TRECHO FORNECIDO:
/---
Por exemplo, estamos assistindo ao fortalecimento do Movimento Maker, em que pessoas começam a produzir, até mesmo em casa, coisas incríveis e tecnologicamente sofisticadas. Além disso, a tecnologia digital também permite que paradigmas sejam quebrados, subvertendo modelos de negócios consolidados há décadas. O fenômeno dos youtubers, por exemplo, já pode ser considerado uma ameaça à TV, especialmente se olharmos para o público mais jovem. E a economia compartilhada já deixou de ser uma tendência para fazer parte da vida de milhões de pessoas, para desespero de donos de negócios tradicionais, que ganharam novos e eficientíssimos concorrentes (a guerra do Uber contra os táxis é um dos exemplos mais notáveis disso).

Seria ótimo se todo esse pessoal que perdeu o emprego para os robôs conseguisse pular nesse novo barco. Mas sejamos realistas: são poucos aqueles que conseguiriam fazer isso. E haveria mercado para todos? Usando o próprio YouTube como exemplo, existem uns poucos milionários da plataforma, e um mar de microprodutores de vídeos que nunca ganharão dinheiro com isso, nem mesmo sairão do anonimato.

A turma de 40 anos ou mais deve se lembrar do filme Blade Runner, de 1982, em que as ruas de uma Los Angeles decadente de 2019 eram tomadas por engenheiros genéticos que criavam seres artificiais para lucrar ou simplesmente se divertir. É isso que nos espera?
\---
INSTRUÇÕES DO EXERCÍCIO:
A: No trecho sobre tecnologia e emprego, qual caso é apontado como um dos exemplos mais notáveis da briga entre os novos concorrentes e os negócios tradicionais?
B: Dê continuidade ao trecho sobre tecnologia e emprego, começando logo depois da pergunta sobre Blade Runner.
As linhas abaixo são um material à parte, sem ligação com o trecho.

INFORMAÇÕES FORNECIDAS:
/---
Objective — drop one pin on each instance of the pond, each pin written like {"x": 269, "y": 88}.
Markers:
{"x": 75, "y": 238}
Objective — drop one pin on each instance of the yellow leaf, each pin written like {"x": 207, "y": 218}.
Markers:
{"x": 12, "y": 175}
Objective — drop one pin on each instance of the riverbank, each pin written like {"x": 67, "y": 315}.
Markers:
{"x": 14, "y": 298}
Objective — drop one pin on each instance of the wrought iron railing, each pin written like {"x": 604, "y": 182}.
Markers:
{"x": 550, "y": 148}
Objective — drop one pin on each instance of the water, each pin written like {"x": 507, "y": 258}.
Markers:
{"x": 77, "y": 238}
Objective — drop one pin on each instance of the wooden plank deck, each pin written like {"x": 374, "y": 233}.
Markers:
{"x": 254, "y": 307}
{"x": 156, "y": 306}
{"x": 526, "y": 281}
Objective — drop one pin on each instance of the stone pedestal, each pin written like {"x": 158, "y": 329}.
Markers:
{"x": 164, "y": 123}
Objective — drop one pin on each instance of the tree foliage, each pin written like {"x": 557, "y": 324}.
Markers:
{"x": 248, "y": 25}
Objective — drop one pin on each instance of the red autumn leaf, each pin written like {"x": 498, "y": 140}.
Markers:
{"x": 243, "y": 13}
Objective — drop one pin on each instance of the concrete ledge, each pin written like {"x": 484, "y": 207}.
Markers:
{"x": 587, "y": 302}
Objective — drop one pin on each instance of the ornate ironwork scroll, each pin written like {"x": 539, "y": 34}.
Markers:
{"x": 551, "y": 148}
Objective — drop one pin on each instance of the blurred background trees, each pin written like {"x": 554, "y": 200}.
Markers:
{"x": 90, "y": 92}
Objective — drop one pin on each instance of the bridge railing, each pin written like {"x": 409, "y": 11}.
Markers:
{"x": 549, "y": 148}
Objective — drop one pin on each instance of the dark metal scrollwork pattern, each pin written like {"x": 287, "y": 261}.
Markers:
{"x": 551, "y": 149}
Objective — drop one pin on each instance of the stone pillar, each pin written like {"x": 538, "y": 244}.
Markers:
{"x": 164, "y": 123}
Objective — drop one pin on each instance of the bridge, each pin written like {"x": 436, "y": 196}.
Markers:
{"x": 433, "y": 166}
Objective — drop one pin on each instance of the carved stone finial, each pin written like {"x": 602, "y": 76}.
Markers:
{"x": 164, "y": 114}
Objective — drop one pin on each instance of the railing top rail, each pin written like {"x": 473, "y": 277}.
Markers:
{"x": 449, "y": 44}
\---
/---
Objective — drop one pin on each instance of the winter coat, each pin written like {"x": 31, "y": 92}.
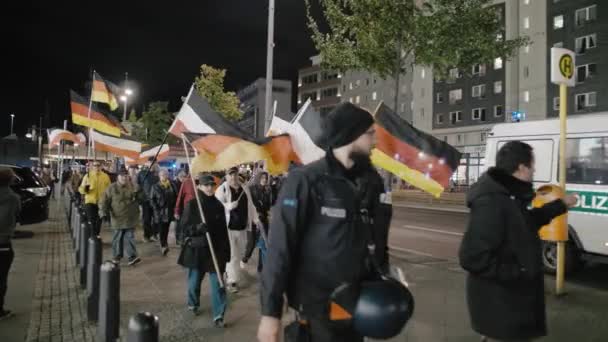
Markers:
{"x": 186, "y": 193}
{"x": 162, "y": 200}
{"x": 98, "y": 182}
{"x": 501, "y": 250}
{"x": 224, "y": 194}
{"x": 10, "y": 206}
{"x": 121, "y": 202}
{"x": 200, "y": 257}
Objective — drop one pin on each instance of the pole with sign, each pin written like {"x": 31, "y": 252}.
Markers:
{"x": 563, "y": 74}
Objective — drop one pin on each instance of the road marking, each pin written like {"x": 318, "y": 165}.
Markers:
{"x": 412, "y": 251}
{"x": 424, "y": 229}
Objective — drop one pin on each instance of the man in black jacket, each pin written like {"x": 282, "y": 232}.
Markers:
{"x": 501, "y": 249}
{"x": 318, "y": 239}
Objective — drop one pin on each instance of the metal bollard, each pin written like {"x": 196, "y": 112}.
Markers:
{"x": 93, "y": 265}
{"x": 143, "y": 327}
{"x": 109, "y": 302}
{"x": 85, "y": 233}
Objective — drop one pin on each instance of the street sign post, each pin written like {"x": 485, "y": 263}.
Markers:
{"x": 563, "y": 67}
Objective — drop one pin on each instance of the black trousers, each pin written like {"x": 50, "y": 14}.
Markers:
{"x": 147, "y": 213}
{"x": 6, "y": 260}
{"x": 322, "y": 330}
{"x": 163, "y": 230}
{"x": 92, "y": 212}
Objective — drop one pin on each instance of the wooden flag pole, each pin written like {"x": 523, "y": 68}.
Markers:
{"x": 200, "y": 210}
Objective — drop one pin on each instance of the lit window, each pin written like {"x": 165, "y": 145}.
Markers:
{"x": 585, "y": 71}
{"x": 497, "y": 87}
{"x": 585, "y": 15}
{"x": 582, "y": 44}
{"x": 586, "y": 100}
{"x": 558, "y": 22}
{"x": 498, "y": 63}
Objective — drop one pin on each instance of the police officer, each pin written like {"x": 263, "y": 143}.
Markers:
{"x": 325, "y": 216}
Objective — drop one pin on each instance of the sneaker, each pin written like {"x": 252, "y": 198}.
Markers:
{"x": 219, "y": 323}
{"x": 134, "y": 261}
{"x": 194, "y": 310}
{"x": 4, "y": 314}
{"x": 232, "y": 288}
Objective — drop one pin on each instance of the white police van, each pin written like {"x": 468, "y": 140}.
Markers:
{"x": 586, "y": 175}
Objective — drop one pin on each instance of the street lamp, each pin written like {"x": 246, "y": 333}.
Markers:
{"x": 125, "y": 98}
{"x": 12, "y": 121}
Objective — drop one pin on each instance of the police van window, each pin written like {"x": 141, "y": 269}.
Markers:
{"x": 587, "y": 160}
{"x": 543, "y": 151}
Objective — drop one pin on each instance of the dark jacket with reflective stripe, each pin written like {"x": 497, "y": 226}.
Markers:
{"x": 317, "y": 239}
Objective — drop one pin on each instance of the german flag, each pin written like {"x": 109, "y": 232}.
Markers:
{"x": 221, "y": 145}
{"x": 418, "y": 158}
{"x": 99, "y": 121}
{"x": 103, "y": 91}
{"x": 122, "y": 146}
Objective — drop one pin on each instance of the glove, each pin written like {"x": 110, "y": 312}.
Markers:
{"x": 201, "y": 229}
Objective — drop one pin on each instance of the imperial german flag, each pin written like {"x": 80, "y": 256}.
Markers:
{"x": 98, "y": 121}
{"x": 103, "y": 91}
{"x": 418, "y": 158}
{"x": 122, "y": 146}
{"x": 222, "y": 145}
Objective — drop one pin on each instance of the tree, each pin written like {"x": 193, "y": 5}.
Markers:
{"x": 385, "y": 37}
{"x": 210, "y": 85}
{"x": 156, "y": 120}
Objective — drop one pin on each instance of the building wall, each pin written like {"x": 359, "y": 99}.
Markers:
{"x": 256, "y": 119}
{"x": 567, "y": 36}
\---
/---
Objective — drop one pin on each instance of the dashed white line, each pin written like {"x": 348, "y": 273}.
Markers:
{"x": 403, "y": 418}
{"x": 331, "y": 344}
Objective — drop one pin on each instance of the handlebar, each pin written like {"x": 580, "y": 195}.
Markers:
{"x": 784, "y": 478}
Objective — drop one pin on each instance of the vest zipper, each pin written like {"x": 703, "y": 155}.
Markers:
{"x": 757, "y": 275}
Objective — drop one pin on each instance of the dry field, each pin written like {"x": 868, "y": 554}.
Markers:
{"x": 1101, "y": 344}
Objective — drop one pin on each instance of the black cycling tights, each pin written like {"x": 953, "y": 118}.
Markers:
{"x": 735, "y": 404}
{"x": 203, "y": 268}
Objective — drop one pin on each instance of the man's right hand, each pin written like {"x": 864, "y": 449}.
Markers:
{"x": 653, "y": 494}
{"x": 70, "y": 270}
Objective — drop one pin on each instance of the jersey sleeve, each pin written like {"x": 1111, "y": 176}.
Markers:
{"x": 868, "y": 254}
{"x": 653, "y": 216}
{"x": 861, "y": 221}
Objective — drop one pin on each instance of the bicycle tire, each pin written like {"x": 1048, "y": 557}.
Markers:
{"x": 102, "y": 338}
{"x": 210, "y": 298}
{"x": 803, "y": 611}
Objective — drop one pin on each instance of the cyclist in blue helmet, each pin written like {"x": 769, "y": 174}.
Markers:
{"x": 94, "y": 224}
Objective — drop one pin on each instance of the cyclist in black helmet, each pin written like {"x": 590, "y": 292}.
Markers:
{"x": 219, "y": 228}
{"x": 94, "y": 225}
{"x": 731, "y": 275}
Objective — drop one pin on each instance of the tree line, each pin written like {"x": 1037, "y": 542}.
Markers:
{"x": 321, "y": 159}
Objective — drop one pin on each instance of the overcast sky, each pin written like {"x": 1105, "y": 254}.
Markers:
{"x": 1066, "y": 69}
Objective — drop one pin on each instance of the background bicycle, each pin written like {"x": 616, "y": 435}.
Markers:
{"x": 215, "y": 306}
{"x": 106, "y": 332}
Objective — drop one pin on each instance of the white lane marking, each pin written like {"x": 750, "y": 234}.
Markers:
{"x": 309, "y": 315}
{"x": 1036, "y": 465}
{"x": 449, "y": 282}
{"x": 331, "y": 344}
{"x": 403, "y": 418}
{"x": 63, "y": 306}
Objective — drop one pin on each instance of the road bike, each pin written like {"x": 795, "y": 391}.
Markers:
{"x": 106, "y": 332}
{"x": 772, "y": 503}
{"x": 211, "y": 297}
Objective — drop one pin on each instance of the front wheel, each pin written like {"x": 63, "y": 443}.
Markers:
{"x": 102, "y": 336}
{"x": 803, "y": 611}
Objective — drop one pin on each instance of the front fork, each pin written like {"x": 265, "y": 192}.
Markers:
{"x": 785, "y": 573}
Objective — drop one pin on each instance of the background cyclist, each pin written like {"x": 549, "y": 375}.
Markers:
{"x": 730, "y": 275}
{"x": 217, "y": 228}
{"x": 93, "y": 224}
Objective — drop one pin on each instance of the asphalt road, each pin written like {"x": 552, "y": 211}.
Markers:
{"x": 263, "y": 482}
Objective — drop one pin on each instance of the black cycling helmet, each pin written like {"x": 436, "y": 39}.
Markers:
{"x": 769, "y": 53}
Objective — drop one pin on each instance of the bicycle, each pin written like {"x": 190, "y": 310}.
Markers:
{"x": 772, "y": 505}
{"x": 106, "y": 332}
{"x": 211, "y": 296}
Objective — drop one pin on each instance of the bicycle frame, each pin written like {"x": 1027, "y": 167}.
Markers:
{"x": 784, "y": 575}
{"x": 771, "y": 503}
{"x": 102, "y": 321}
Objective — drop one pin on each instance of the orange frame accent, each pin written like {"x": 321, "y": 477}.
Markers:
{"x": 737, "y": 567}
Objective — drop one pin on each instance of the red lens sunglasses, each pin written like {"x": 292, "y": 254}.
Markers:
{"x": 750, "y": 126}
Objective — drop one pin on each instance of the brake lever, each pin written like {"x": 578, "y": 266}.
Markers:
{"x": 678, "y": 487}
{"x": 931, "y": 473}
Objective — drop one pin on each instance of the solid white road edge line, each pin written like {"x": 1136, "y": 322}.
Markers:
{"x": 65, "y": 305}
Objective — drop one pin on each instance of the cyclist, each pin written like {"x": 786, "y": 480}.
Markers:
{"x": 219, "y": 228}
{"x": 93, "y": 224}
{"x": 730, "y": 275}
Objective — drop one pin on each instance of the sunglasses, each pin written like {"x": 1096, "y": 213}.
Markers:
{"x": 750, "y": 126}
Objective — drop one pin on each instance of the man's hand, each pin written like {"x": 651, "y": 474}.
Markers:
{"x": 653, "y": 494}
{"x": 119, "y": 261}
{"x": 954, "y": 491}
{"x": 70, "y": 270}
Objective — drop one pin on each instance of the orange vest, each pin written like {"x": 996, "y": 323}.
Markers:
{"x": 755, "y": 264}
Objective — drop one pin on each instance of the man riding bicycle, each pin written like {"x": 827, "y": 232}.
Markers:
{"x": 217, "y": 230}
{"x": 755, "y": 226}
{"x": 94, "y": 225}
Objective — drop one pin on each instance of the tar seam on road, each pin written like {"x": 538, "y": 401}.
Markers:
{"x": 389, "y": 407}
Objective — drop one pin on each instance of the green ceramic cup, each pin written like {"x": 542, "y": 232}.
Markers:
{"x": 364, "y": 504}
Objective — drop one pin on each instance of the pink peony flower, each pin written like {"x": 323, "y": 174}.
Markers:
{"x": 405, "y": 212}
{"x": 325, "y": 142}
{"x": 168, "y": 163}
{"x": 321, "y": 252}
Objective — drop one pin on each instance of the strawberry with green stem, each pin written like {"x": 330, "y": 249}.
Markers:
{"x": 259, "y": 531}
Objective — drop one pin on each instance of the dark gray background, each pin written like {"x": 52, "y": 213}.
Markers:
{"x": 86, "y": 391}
\---
RESPOSTAS DAS TAREFAS:
A: A guerra do Uber contra os táxis.

B:
E qual a saída para quem não se encaixa em nada disso?

 

Sobrevivendo à automação

No dia 5 de junho, 78% dos suíços rejeitaram, em plebiscito, uma ideia de renda mínima para todo cidadão do país. Pela proposta, cada adulto receberia mensalmente 2.500 francos suíços (R$ 9.000), estando empregado ou não, enquanto cada criança receberia 625 francos suíços (R$ 2.260). Para quem trabalha, a medida faria diferença apenas para quem ganhasse menos que os R$ 9.000 (o salário médio na Suíça gira em torno de R$ 21.700).

Para os criadores da proposta, ela permitiria que as pessoas pudessem se concentrar em atividades que gostassem, e até mesmo voluntariado. E, de quebra, resolveria o problema de desempregados pela adoção de robôs. Acabou sendo rejeitada porque os suíços preferiram manter outros benefícios sociais que já têm (que seria substituídos pela renda mínima). Além disso, o governo temia que a proposta enfraquecesse o serviço público, aumentasse impostos e prejudicasse o consumo.

É pouco provável que uma proposta como essa seja viável no Brasil. Apesar de já ser lei aqui desde 2004, ainda não está valendo porque não foi regulamentada. Os principais entraves são caixa para se pagar um valor que permita um bem-estar efetivo aos eventuais beneficiados, o tamanho da população brasileira e a nossa corrupção endêmica.

Então, já que a renda mínima não passou nem na rica Suíça, os profissionais precisam dar seu jeito para fazer frente à invasão dos robôs no mercado de trabalho. E ironicamente a melhor maneira de se fazer isso é ser cada vez mais humano.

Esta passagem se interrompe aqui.